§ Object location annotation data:
╔══

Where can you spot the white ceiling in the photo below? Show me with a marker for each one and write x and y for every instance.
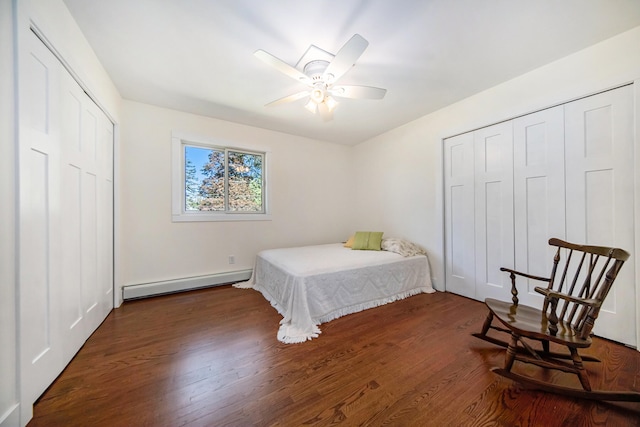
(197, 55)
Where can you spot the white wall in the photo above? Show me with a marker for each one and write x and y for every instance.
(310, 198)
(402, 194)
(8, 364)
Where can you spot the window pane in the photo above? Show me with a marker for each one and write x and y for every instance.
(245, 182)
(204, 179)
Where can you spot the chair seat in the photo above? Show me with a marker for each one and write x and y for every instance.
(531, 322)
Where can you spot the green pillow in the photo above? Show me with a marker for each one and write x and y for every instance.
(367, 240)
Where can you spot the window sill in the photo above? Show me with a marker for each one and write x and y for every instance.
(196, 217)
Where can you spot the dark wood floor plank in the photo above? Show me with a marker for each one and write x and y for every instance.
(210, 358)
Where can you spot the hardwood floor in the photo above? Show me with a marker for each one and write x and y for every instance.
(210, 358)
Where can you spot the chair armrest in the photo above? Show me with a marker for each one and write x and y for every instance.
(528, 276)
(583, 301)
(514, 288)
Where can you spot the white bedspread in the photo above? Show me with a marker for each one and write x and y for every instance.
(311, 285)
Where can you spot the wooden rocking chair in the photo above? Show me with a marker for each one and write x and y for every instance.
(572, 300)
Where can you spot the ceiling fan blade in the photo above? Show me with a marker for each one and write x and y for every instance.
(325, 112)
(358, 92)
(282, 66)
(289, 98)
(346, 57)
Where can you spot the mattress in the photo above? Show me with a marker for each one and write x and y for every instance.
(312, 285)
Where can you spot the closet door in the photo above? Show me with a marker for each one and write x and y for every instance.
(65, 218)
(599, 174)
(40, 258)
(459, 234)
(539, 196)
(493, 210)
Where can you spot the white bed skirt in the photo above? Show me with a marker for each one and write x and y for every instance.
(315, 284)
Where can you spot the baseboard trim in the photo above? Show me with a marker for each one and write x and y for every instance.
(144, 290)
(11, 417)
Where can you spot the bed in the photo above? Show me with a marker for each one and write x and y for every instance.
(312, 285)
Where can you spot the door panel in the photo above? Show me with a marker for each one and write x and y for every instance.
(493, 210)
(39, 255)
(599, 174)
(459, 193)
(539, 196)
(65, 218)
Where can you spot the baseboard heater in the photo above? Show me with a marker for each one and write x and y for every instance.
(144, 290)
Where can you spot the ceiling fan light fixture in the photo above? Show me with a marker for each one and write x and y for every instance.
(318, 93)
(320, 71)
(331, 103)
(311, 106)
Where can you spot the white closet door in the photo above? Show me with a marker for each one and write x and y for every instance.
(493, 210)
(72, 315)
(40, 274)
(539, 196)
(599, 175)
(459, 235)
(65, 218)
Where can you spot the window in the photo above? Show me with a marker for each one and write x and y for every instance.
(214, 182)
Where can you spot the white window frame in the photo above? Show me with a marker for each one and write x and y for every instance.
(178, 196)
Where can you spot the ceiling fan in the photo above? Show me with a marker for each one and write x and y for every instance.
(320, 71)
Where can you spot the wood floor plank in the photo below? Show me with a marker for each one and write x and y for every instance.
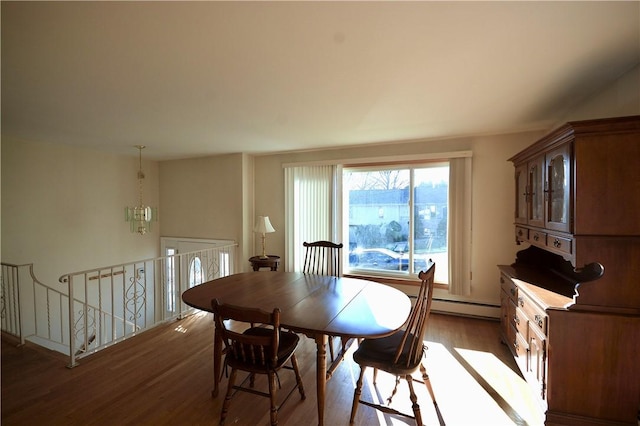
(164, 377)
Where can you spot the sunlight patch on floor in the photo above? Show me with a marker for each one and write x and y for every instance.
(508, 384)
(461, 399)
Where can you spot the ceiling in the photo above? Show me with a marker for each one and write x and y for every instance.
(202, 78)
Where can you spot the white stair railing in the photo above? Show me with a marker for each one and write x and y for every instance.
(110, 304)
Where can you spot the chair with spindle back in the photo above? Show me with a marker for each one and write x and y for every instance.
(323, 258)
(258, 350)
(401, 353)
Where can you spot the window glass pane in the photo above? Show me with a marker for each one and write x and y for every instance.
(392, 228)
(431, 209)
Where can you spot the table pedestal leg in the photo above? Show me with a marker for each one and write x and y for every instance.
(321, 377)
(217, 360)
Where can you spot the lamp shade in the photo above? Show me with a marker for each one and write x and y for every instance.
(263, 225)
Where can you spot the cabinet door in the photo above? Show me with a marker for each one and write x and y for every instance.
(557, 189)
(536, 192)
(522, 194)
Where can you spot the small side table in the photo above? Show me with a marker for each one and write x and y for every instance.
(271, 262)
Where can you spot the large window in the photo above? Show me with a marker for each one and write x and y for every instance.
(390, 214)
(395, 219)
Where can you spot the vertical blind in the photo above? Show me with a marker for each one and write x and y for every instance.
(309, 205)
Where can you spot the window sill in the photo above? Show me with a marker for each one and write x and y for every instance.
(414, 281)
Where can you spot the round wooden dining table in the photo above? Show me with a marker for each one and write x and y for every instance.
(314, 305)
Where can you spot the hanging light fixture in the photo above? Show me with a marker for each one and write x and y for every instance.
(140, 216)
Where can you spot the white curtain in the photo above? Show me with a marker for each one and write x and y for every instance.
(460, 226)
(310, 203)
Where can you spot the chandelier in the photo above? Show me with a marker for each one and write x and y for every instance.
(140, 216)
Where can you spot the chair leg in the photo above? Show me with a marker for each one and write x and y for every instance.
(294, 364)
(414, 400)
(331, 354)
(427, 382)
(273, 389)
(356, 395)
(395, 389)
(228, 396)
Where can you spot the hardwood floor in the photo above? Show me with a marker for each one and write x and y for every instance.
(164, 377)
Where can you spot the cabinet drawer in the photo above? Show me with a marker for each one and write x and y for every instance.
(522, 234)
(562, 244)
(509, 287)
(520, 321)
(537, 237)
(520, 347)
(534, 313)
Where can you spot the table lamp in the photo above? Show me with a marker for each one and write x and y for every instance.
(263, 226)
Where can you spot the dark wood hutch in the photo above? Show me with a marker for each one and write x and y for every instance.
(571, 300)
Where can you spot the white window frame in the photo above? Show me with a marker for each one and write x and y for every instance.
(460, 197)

╚══

§ What this task involves: Resize the items starting at the line that contains "Where can you spot the cabinet drawer" and ending with the last line of the items. Give every line again, multiplying each x and y coordinate in the answers by 0.75 and rounding to whole numbers with halves going up, and keep all other lines unchanged.

§ Reply to the task:
Where can you spot the cabinet drawer in the photo above? Show me with a marker for each one and write x and y for every instance.
(392, 176)
(422, 183)
(382, 215)
(390, 241)
(403, 178)
(390, 260)
(401, 235)
Where can you spot the table lamp in the photo above? Show me with a marker for each one and write x and y for every instance.
(197, 170)
Where can you spot the dark wood hutch in the photo above? Show me with a marker for each one and write x and y for every instance.
(428, 225)
Where can you spot the white window frame in the photo above? Show me with a marker for each one and write x and y for every instance.
(345, 148)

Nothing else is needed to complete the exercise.